→ ИСХОДНЫЙ ТЕКСТ:

.....

Стоимость проекта в настоящее время оценивается в $1,4 млрд. Следующий отводной канал, Средне-Бретонский, который планируется построить на восточном побережье Плакеминса, оценивается в $800 млн. Предполагается, что финансирование обоих каналов будет осуществляться из фонда для покрытия ущерба от разлива нефти в Мексиканском заливе, созданного компанией ВР. Именно она в 2010 г. допустила утечку в залив более 3 млн баррелей нефти, что привело к загрязнению побережья от Техаса до Флориды. (Проектирование остальных восьми отводных каналов все еще находится на ранней стадии, и эти проекты пока не обеспечены финансированием.)

Многие жители Плакеминса, например Ламберт, считают отводные каналы последней надеждой региона. «Все дело в речных наносах», — сказала мне Альбертина Кимбл, ярая сторонница этих проектов и одна из немногих людей в приходе, которые живут за пределами дамб. Но и против строительства каналов выступают многие. За несколько недель до встречи в Бурасе глава прихода Плакеминс устроил Управлению громкий скандал и запретил им брать образцы почвы на предполагаемом месте строительства отводного канала. Впрочем, Управление все равно их собрало, выставив на охрану территории полицейских[47].

На вечернем собрании в «Луизианских рыболовных приключениях» Барт демонстрировал слайд за слайдом, на которых было показано, где пройдет Средне-Баратарийский отводной канал и как он будет устроен. Судя по анимационному видеоролику, проект будет просто невероятно сложным: придется переместить железную дорогу, изменить направление шоссе 23 и собрать из плавающих секций огромные ворота. По словам Барта, когда проект будет закончен, Управление сможет имитировать наводнения. Когда река разливается и несет больше всего осадков, ворота будут открываться. Насыщенная твердыми частицами вода хлынет через Плакеминс в бухту Баратария. Через несколько лет песка и ила наберется достаточно, и начнет формироваться полутвердая земля. Отводной канал будет питаться за счет течения самой реки, без использования насосов. И в отличие от таких проектов, как BA-39, осадки будут накапливаться постоянно, из года в год.

.....

→ ПРЕДОСТАВЛЕННЫЕ ДАННЫЕ:
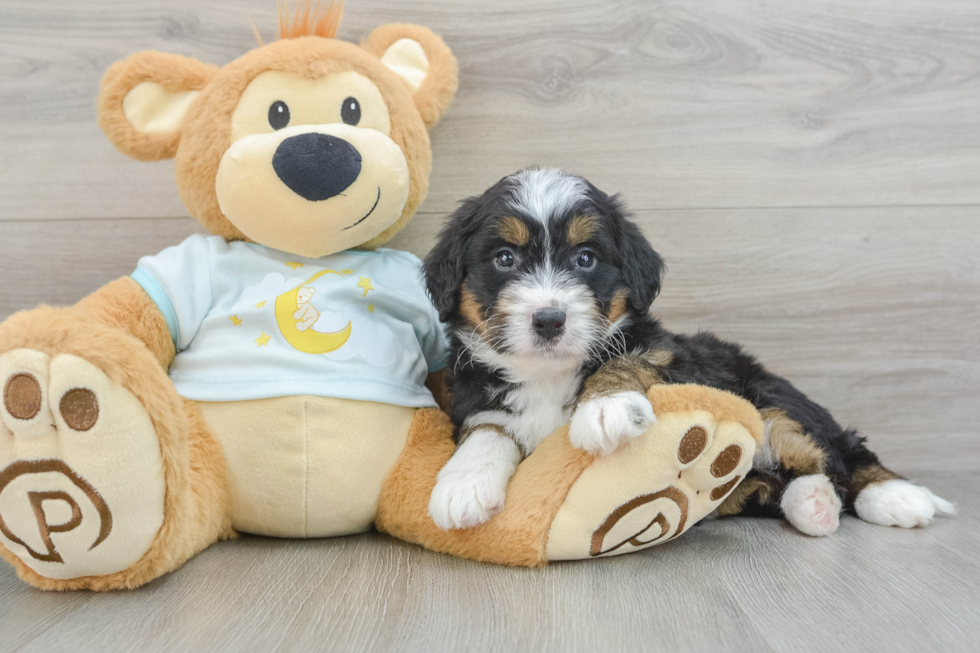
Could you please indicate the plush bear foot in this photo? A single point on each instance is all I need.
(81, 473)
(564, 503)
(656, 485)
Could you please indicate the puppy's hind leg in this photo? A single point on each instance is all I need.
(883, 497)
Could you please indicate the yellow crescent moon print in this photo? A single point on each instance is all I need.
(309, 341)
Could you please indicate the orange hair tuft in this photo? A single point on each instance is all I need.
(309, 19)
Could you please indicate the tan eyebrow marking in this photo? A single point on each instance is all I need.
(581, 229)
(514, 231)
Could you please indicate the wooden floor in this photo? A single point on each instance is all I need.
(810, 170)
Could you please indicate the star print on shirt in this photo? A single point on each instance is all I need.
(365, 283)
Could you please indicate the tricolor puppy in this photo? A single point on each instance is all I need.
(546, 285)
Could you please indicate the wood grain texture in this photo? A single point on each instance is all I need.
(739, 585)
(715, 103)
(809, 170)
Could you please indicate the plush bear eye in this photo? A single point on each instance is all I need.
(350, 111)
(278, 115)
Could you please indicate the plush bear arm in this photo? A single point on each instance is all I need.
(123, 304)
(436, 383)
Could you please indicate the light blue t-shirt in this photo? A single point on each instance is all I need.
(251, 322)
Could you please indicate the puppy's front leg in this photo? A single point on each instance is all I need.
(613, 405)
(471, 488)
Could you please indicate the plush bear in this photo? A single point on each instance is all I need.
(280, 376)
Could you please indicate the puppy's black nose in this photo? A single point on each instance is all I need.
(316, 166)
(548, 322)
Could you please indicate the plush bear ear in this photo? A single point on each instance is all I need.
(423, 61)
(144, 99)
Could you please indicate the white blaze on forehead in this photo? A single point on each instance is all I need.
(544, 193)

.....

→ ЗАДАНИЕ 1:
Выведите из текста об отводных каналах всё, начиная со слов «Многие жители Плакеминса, например» и до слов «охрану территории полицейских[47].» включительно.
→ ЗАДАНИЕ 2:
Перечислите всех людей, которых текст об отводных каналах называет по имени или фамилии.
→ ЗАДАНИЕ 3:
Подхватите текст об отводных каналах в Плакеминсе и допишите продолжение, начиная сразу после его последнего предложения.

→ ИТОГОВЫЙ ОТВЕТ 1:
Многие жители Плакеминса, например Ламберт, считают отводные каналы последней надеждой региона. «Все дело в речных наносах», — сказала мне Альбертина Кимбл, ярая сторонница этих проектов и одна из немногих людей в приходе, которые живут за пределами дамб. Но и против строительства каналов выступают многие. За несколько недель до встречи в Бурасе глава прихода Плакеминс устроил Управлению громкий скандал и запретил им брать образцы почвы на предполагаемом месте строительства отводного канала. Впрочем, Управление все равно их собрало, выставив на охрану территории полицейских[47].

→ ИТОГОВЫЙ ОТВЕТ 2:
Ламберт, Альбертина Кимбл, Барт

→ ИТОГОВЫЙ ОТВЕТ 3:
— Если говорить об отводе осадков, какова наша главная цель? — спросил Барт. — Максимально увеличить наносы почвы и минимизировать приток пресной воды.

Мужчина в углу комнаты поднял руку.

— Предположим, вы его построите, — сказал он. — Но каков будет ущерб?

Несмотря на заверения Барта, мужчина явно был обеспокоен тем, сколько пресной воды попадет в воды залива и как она повлияет на любительское рыболовство.

— Пятнистому горбылю точно каюк, — заявил он. — Будь это естественный прорыв дамбы, я был бы только за, — добавил он. — Но когда мы, люди, вмешиваемся, это редко заканчивается хорошо. Потому мы и дошли до жизни такой.


Еще немного — и будет слишком жарко.

Очередным душным днем я вернулась в Новый Орлеан, чтобы встретиться с геологом Алексом Колкером, специалистом по прибрежным отложениям. Колкер преподает в Морском консорциуме университетов Луизианы, а помимо педагогической деятельности иногда организует велосипедные экскурсии по городу. В отличие от более традиционных экскурсий, рассказывающих о призраках, вуду и пиратах, он делает акцент на гидрологию. Он согласился взять меня с собой, хотя и предупредил, что придется встать пораньше, так как к полудню улицы превратятся в сауну.

— Город в основном построен у реки, — заметил Алекс, когда мы выехали из крепко спящего Садового района. — Если говорить коротко, то более высокие районы идут вдоль ее берегов, а более низкие — это бывшие топи и болота.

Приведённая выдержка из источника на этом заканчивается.